> **УСЛОВИЕ ЗАДАЧИ**
Продолжите текст о пушкинской элегии и звезде Марии Раевской, начав сразу после его последнего предложения.

> **ИСХОДНЫЙ ТЕКСТ**
------------------------------------
Люди испокон веков (и особенно после восхода звезды Вифлеемской) предавались подобному занятию, по-хозяйски распоряжаясь небесными светилами (отсюда возникли устойчивые фразеологизмы типа: «родиться под счастливой звездой», «искать свою звезду», «взошла ее звезда» и т. п.). Резонно к тому же предположить, что если у одной из дружных Раевских таковая — анонимная — звезда однажды появилась, то младшие сестры («подруги»), подыгрывая Екатерине и соперничая с нею, не отстали от придумщицы и обзавелись собственными. В таком случае как раз у звезды Марии Раевской могло существовать — в отличие от екатерининской — имеющее давнюю историческую традицию имя.
Аргументация сторонников этой версии восходит к началу XX столетия. Она примерно такова: «Через И. Н. Розанова мы узнали, что Вячеслав Ив. Иванов, толкуя в руководимом им пушкинском семинарии это стихотворение, обратил внимание на его последние заключительные строчки, столь неясные по своему смыслу <…>. В. И. Иванов объяснил, что в католическом мире Венера (Таврическая звезда) носит, между прочим, название „Звезды Марии“. А если, действительно, Пушкин имел в виду как раз это название, то мы находим тогда полное подтверждение тому, что под юной девой надо разуметь юную Марию Раевскую»[154].
Это объяснение довольно остроумно, однако, к сожалению, тоже уязвимо, в том числе и с позиций астрономических[155]. Уязвимо — не значит отброшено за никчемностью. Наверное, можно закрыть глаза на слабые, не подкрепленные дополнительными доводами, стороны данной версии и — вслед за П. Е. Щеголевым и прочими авторитетными учеными — принять ее в целом. Но даже если элегия и в самом деле посвящена Марии Раевской, никуда не деться от факта, зорко отмеченного еще М. О. Гершензоном в 1908 году: «В этих трех стихах нет намека на любовь; напротив, весь характер воспоминания исключает мысль о каком-либо остром чувстве: „Над морем я влачил задумчивую лень“, говорит Пушкин о себе»[156]. Хотя П. Е. Щеголев, полемист пылкий и не всегда корректный, и пытался впоследствии оспорить приведенное суждение, думается, ему так и не удалось опровергнуть своего оппонента. «Нет ничего, что говорило бы о любовном волнении поэта по отношению к „деве“, его отношение к ней совершенно бесстрастно», — настаивает и современный исследователь[157].
------------------------------------
> **Записи с разметкой позиций**
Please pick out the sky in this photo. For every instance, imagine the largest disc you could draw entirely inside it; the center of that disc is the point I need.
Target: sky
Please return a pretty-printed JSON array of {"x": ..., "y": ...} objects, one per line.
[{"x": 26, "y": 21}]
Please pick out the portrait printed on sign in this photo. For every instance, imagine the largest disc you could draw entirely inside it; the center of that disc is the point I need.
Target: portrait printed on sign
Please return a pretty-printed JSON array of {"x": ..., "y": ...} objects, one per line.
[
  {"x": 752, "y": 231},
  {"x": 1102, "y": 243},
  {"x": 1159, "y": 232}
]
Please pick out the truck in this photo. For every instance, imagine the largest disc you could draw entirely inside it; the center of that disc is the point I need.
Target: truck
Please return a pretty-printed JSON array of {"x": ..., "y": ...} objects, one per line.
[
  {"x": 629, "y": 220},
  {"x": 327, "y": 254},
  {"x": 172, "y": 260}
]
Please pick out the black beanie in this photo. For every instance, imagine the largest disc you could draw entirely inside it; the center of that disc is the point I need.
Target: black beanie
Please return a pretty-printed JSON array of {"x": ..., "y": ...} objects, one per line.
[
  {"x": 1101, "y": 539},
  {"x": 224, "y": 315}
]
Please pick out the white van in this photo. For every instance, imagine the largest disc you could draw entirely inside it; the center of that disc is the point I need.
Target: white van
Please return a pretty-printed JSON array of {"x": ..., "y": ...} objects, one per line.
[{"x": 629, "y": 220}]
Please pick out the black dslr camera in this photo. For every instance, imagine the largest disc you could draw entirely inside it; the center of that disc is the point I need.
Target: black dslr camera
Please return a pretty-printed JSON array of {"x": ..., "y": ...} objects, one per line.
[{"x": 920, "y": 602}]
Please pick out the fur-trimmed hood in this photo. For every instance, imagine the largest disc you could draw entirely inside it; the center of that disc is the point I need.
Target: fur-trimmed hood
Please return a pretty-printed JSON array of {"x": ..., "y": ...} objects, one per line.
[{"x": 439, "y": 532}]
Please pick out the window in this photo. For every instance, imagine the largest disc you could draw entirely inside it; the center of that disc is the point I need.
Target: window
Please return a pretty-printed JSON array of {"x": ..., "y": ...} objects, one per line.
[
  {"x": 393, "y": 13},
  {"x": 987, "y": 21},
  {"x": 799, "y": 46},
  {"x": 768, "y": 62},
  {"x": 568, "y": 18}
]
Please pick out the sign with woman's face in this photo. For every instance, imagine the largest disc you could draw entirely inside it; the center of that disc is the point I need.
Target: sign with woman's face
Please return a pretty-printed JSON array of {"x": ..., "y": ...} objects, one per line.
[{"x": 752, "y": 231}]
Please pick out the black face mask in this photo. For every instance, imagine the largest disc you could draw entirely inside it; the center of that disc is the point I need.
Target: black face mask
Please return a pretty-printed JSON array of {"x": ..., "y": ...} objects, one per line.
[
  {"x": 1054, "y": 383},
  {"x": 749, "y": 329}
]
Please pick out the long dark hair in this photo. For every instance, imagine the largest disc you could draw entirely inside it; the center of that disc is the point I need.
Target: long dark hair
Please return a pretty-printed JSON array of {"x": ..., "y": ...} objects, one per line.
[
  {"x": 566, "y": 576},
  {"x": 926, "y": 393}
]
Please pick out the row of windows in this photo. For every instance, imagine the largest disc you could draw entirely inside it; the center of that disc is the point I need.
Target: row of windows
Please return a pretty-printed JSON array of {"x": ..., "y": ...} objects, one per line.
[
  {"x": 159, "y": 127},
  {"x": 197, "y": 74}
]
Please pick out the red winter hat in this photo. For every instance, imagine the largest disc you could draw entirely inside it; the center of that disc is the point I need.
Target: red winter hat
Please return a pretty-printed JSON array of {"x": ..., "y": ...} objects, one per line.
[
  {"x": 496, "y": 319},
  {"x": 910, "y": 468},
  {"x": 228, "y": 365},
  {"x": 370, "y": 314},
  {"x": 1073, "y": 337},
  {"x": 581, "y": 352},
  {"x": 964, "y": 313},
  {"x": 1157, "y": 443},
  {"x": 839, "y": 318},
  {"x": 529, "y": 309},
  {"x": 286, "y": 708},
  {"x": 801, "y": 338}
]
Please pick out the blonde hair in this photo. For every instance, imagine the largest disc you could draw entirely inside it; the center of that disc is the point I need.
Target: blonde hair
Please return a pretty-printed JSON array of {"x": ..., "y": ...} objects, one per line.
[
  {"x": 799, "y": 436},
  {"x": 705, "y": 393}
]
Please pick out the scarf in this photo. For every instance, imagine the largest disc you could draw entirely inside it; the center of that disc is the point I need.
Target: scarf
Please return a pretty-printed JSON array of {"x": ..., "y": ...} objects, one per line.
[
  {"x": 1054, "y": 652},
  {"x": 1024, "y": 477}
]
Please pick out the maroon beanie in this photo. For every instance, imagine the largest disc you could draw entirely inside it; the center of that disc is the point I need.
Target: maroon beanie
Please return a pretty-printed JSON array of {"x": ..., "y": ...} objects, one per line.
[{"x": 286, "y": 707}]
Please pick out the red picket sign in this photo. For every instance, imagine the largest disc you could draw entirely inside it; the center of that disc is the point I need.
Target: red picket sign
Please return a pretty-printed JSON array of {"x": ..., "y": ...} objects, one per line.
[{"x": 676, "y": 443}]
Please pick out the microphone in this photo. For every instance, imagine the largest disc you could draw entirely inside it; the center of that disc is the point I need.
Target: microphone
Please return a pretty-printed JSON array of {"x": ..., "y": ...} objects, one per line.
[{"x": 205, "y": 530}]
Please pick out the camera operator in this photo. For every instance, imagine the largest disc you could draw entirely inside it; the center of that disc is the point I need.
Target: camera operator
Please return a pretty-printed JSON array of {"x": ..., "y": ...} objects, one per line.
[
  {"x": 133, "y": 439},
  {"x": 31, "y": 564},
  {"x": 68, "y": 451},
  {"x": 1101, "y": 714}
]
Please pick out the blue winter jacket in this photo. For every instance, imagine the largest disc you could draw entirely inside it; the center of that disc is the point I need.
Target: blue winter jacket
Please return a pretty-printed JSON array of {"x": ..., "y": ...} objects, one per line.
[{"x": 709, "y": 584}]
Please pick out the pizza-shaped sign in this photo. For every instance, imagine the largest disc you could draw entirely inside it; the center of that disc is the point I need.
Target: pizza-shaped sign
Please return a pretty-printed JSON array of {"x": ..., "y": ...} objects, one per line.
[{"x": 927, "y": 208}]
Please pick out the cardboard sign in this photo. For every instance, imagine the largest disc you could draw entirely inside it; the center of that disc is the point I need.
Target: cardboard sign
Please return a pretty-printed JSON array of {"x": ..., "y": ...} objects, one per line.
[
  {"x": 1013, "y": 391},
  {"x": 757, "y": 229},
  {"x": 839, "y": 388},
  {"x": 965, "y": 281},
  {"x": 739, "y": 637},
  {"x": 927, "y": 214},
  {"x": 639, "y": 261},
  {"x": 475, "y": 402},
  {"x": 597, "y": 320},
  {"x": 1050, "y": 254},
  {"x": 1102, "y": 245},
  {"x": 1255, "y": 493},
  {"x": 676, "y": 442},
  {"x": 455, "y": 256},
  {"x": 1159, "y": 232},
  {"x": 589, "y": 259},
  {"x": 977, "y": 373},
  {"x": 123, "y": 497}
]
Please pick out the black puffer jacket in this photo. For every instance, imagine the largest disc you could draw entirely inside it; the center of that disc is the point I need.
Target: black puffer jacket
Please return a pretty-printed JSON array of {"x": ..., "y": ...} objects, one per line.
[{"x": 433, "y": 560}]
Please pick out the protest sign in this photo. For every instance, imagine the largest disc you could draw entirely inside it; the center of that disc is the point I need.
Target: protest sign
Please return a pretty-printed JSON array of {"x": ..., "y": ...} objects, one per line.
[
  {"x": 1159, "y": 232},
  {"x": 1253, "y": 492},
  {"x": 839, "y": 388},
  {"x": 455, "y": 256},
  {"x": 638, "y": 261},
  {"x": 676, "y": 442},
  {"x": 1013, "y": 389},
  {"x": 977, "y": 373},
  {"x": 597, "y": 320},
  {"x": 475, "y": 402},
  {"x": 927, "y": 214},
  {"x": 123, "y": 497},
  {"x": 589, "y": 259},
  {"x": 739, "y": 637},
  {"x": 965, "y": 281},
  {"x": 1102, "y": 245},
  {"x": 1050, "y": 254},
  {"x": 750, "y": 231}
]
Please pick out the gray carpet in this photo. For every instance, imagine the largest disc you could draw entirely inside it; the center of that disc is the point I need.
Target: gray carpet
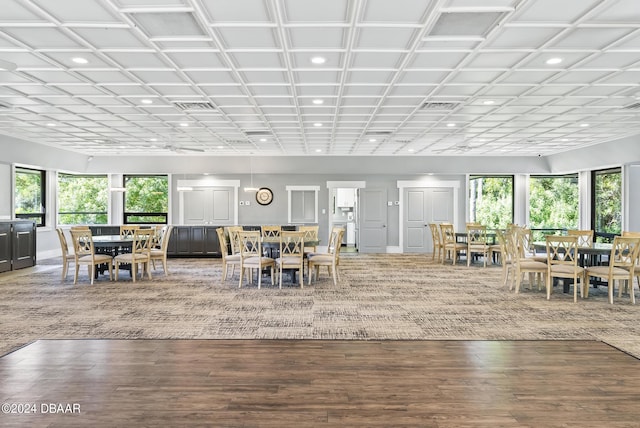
------------------------------------
> **РЕЗУЛЬТАТ ВЫПОЛНЕНИЯ**
Замечание М. О. Гершензона можно подкрепить небольшим текстологическим наблюдением. Дорабатывая текст «Таврической звезды», Пушкин внес в него изменения, которые, как представляется, были призваны исключить потенциально возможные двусмысленные, чрезмерно «альковные» толкования отдельных стихов. Так, «сердечная нега» (II, 583) автора превратилась в более абстрактную «сердечную думу», а фигурировавшая в беловике «дева милая» (II, 583) стала в итоге просто «юной». Особенно интересна смысловая коррекция последнего стиха элегии. Если в беловом автографе было:
И именем своим с улыбкой называла (II, 583),
то в окончательном тексте находим следующий целомудренный вариант:
И именем своим подругам называла.
«Дева» уже не находится «во мгле» наедине (как могло показаться) с автором: отныне тот наблюдает «печальную, вечернюю звезду» в окружении целого женского общества. Картина, безусловно, романтическая, приятная во всех отношениях и просящаяся в элегию, — но вполне благопристойная, без малейшего интимного и — тем паче — эротического оттенка.
Исправляя строки об «элегической красавице», Пушкин вовсе не стремился максимально завуалировать свое к ней чувство — он, наоборот, декларировал это небезразличие, но только правдиво уточнял его тогдашние границы.
И поныне остается открытым вопрос о том, связаны ли с Марией Раевской некоторые другие стихи и наброски Пушкина, созданные в 1821–1823 годах. Зато в «Бахчисарайском фонтане», «самой интимной из пушкинских поэм»[158], похоже, явственно различимы следы раздумий поэта о нашей героине.
Есть основания предполагать, что легенду о фонтане Пушкин знал давно — еще с петербургских времен. В одной из редакций вступления к поэме, адресованного H. Н. Раевскому-младшему («H. Н. Р.») читаем такие стихи:
Исполню я твое желанье,
Начну обещанный рассказ
Давно печальное преданье
Ты мне поведал в первый раз (IV, 401).
Правда, в других редакциях и вариантах имя рассказчика было скрыто: «Любви поведали преданье», «Поведали сие преданье», «Поведали мне в первый раз» (IV, 400–401).
Не исключено, что данную тему поэт обсуждал в беседах с сестрами Раевскими во время совместного путешествия 1820 года. Те, как и Пушкин, могли услышать легенду от брата Николая:
Младые девы в той стране
Преданье старины узнали
И мрачный памятник оне
Фонтаном слез именовали… (IV, 169).
Позже Пушкин уточнил, что «суеверно перекладывал в стихи рассказ молодой женщины» (XIII, 88); что некая К** (или К***) «поэтически описывала мне его (фонтан. — М. Ф.), называя la fontaine des larmes[159]» (IV, 176; VIII, 438; XIII, 252). Возможно, здесь имелась в виду Мария Раевская.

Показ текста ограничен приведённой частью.